*Arbeitsanweisungen*.
a – Ändere im Text über den Fünfkampf den Abschnitt von „Bisher bestand der“ bis einschließlich „die neuen Regeln.“ und setze dabei „Dachverband“ an die Stelle von „Weltverband“.
b – Beantworte anhand des Textes über den Fünfkampf diese Fragen:
(i) Im wievielten Schießen trifft Eric Walther alle Scheiben?
(ii) Welche zwei Disziplinen wurden zum Combined zusammengefasst?
(iii) Wo befindet sich der Schießstand auf dem Olympiagelände?

*Textauszug*.
:::

Moderner Fünfkampf: Der Krampf am Schießstand

Beim Wettbewerb auf dem Olympiagelände testen Eric Walther und andere Athleten die neuen Regeln im Fünfkampf - und haben vor allem am Schießstand so ihre Schwierigkeiten.

Eric Walther ballt die Faust. Endlich, im dritten Schießen, trifft der gebürtige Berliner alle Scheiben. Jetzt kann er sich auf zur letzten Runde der 3.000-Meter-Strecke machen. Allerdings ohne Skier. Eric Walther ist nämlich kein Biathlet. Er ist moderner Fünfkämpfer, und für die ist die Kombination von Laufen und Schießen etwas völlig Neues.

Bisher bestand der Fünfkampf aus einzelnen Disziplinen: Schwimmen, Reiten, Fechten, Schießen und Laufen. Doch der Weltverband will die Sportart spannender und zuschauerfreundlicher gestalten. Dem Vorbild des Biathlon folgend wurden Laufen und Schießen zu einer Disziplin, dem Combined, zusammengefasst. Bei einem vom Berliner Verband ausgerichteten Wettbewerb am Freitag und Sonnabend auf dem Olympiagelände testeten die Athleten die neuen Regeln.

Nur widerwillig nehmen die Sportler den veränderten Modus an: Olympiasiegerin Lena Schöneborn hatte ursprünglich gar über einen Rücktritt nachgedacht. Auch Eric Walther zeigt sich verärgert. Die Entscheidung sei über die Köpfe der Athleten hinweg getroffen worden, kritisiert er. "So entsteht natürlich Widerstand."

Auch die Veranstalter auf dem Olympiagelände haben noch ihre Probleme mit den Neuerungen. Vieles beim Wettkampf wirkt improvisiert: Der Schießstand befindet sich im Keller eines Gebäudes. Die Athleten müssen immer erst durch einen langen Gang rennen, bevor sie zum Schützenraum kommen. Der Raum sei eigentlich nur zu Trainingszwecken gedacht, gesteht der Berliner Landestrainer Robert Trapp. "Wir sind im Moment noch etwas überfordert." Immerhin müssen die Fünfkämpfer nicht wie die Biathleten mit ihren Waffen laufen. Die Luftdruckpistolen liegen am Schießstand schon bereit.

:::

*Material*.
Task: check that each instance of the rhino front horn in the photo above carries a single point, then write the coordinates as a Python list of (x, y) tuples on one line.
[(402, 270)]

:::

*Antworten in Reihenfolge*.
a –
Bisher bestand der Fünfkampf aus einzelnen Disziplinen: Schwimmen, Reiten, Fechten, Schießen und Laufen. Doch der Dachverband will die Sportart spannender und zuschauerfreundlicher gestalten. Dem Vorbild des Biathlon folgend wurden Laufen und Schießen zu einer Disziplin, dem Combined, zusammengefasst. Bei einem vom Berliner Verband ausgerichteten Wettbewerb am Freitag und Sonnabend auf dem Olympiagelände testeten die Athleten die neuen Regeln.

b –
(i) Im dritten Schießen.
(ii) Laufen und Schießen.
(iii) Im Keller eines Gebäudes.